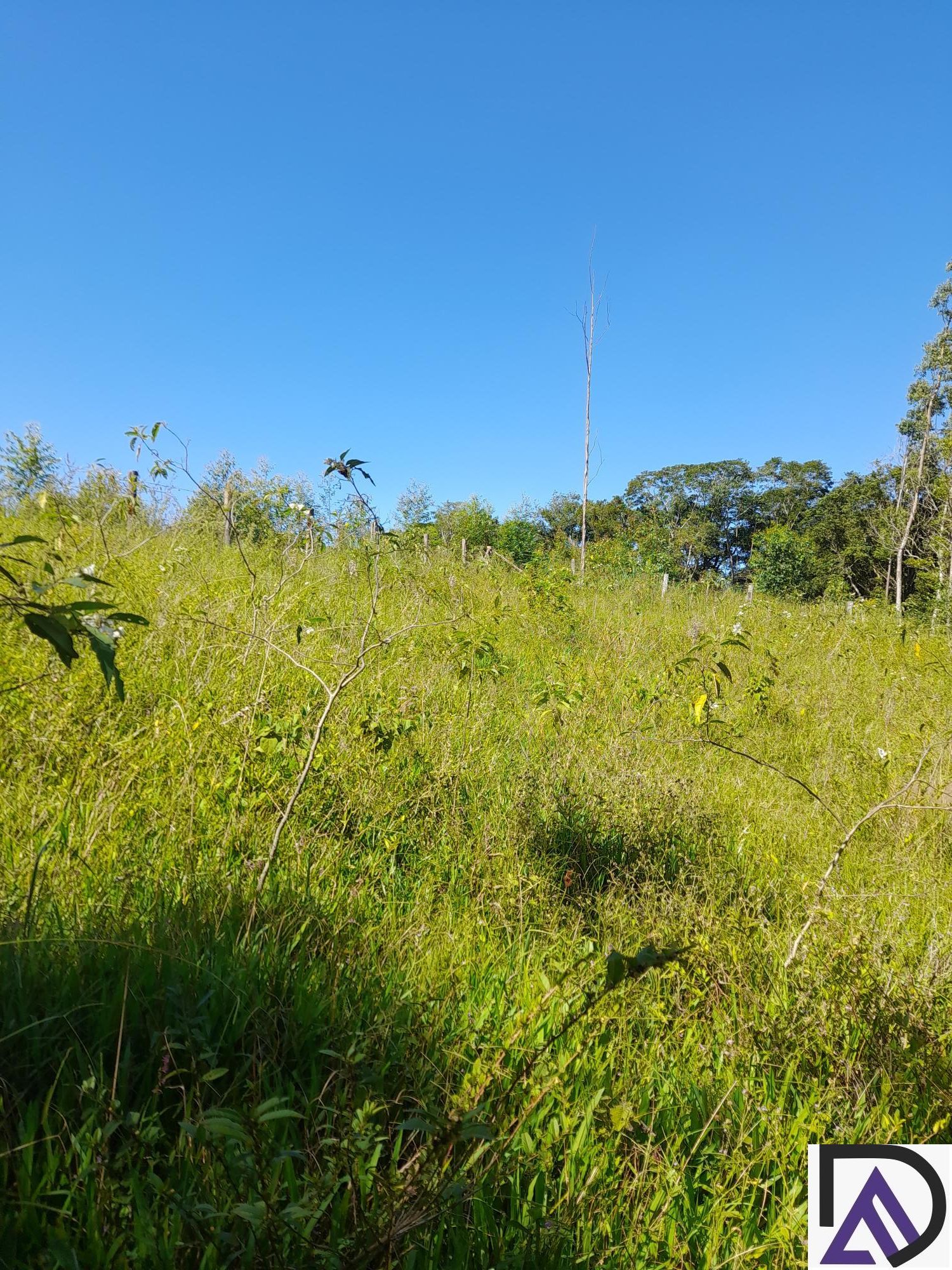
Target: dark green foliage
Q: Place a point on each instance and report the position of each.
(785, 563)
(520, 540)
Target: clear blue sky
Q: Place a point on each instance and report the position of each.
(291, 228)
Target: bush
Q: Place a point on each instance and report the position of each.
(785, 563)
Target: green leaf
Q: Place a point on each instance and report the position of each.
(54, 633)
(223, 1126)
(106, 656)
(615, 968)
(649, 958)
(484, 1132)
(416, 1125)
(86, 580)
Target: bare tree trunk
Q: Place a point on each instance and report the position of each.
(588, 321)
(590, 352)
(227, 509)
(915, 505)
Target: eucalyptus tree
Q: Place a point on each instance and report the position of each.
(926, 430)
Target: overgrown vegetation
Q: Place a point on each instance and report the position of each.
(411, 1045)
(425, 911)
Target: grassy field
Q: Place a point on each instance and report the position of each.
(411, 1045)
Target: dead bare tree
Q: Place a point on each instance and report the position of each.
(588, 321)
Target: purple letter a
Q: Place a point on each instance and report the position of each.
(864, 1211)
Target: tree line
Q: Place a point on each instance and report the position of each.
(788, 525)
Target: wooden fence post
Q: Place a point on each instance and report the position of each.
(227, 509)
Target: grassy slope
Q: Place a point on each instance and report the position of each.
(488, 816)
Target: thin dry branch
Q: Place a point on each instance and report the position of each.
(822, 888)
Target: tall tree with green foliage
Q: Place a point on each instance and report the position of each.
(29, 465)
(926, 431)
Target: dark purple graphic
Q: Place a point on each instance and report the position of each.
(864, 1211)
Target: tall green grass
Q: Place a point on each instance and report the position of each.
(376, 1064)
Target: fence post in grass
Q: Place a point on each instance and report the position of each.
(227, 509)
(134, 497)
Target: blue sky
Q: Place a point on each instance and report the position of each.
(289, 228)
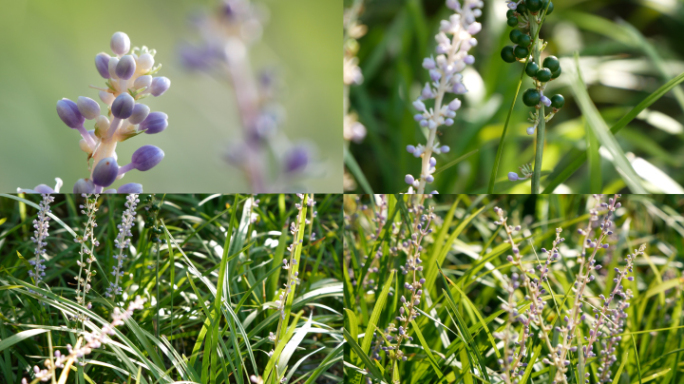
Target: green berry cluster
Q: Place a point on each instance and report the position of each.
(151, 221)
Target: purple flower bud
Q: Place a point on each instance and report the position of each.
(126, 67)
(159, 85)
(296, 159)
(84, 186)
(122, 107)
(146, 157)
(102, 64)
(69, 113)
(88, 107)
(130, 188)
(428, 63)
(140, 113)
(154, 123)
(105, 172)
(120, 43)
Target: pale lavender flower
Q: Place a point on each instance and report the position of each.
(86, 344)
(266, 157)
(454, 40)
(128, 78)
(88, 243)
(122, 243)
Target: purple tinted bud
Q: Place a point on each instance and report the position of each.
(428, 63)
(105, 172)
(159, 85)
(154, 123)
(146, 157)
(102, 64)
(296, 159)
(126, 67)
(84, 186)
(69, 113)
(140, 113)
(120, 43)
(122, 107)
(130, 188)
(88, 107)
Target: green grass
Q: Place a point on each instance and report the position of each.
(466, 270)
(210, 297)
(627, 56)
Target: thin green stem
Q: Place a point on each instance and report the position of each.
(541, 127)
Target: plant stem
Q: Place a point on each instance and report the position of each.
(541, 127)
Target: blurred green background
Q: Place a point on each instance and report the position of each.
(48, 50)
(627, 48)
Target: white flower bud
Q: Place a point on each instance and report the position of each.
(120, 43)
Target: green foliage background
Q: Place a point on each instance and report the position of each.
(190, 339)
(48, 50)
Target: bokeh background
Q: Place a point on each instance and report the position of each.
(47, 53)
(627, 49)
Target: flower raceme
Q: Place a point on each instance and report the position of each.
(85, 345)
(128, 78)
(454, 40)
(265, 156)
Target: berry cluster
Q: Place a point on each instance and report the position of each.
(525, 16)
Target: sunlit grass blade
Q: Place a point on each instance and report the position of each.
(603, 134)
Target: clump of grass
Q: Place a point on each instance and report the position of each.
(210, 269)
(551, 289)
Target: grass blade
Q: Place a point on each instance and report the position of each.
(603, 134)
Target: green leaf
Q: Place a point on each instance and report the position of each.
(559, 175)
(603, 134)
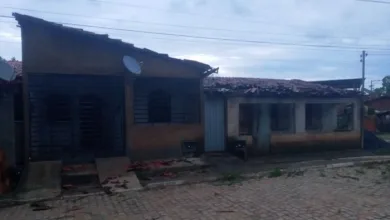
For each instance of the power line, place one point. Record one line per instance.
(173, 25)
(153, 23)
(187, 13)
(224, 39)
(165, 24)
(374, 1)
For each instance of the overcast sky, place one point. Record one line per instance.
(273, 24)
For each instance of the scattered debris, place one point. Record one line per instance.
(168, 174)
(277, 172)
(68, 187)
(123, 186)
(107, 190)
(141, 166)
(74, 208)
(40, 206)
(71, 168)
(360, 171)
(295, 173)
(348, 177)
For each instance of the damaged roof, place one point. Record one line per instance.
(27, 20)
(16, 66)
(238, 86)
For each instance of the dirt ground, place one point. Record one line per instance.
(341, 193)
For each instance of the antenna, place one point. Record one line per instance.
(132, 65)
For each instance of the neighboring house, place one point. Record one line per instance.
(81, 102)
(10, 91)
(355, 83)
(278, 115)
(380, 104)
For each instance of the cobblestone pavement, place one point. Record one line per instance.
(344, 193)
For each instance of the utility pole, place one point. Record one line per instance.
(372, 86)
(362, 108)
(363, 60)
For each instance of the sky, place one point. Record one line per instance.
(270, 38)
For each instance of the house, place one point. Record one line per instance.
(380, 104)
(355, 83)
(10, 127)
(81, 102)
(275, 116)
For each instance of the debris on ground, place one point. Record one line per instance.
(40, 206)
(225, 211)
(277, 172)
(168, 174)
(71, 168)
(142, 166)
(107, 190)
(68, 186)
(348, 177)
(74, 208)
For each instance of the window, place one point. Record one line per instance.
(58, 108)
(313, 116)
(159, 107)
(282, 117)
(345, 117)
(246, 119)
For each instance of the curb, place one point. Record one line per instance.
(159, 185)
(368, 160)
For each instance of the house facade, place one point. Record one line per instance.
(275, 116)
(81, 102)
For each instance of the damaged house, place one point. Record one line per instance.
(81, 102)
(275, 116)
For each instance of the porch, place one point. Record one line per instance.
(294, 124)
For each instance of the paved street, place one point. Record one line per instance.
(344, 193)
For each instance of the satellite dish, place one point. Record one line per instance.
(132, 65)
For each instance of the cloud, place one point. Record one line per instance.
(338, 23)
(10, 36)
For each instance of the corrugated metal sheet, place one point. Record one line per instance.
(75, 116)
(214, 124)
(184, 99)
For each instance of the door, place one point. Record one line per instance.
(214, 124)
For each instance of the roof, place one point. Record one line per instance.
(239, 86)
(373, 99)
(342, 83)
(28, 20)
(16, 66)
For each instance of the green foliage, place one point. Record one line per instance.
(275, 173)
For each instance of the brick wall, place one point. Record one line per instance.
(54, 51)
(380, 104)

━━━━━━

> **Assigned task**
Your reply should hold every line from the data that contains "thin", copied in full.

> **Answer for the task**
Target: thin dry branch
Target: thin green stem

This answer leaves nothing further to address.